→ Problem to solve:
The lines wanted are those in the data below that include "instance".

..............................

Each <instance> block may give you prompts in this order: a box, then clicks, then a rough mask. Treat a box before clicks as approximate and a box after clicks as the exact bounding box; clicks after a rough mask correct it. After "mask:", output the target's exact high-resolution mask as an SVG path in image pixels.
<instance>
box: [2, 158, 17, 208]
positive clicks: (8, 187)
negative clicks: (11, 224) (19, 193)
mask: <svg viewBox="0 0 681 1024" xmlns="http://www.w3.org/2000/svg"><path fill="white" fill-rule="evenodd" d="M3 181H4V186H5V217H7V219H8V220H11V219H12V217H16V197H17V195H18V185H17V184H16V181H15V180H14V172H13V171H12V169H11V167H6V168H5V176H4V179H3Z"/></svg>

..............................

→ Problem solution:
Each <instance> block may give you prompts in this order: a box, then clicks, then a rough mask. Treat a box before clicks as approximate and a box after clicks as the exact bounding box; clicks after a rough mask correct it. After "mask:", output the target's exact high-resolution mask as an SVG path in image pixels.
<instance>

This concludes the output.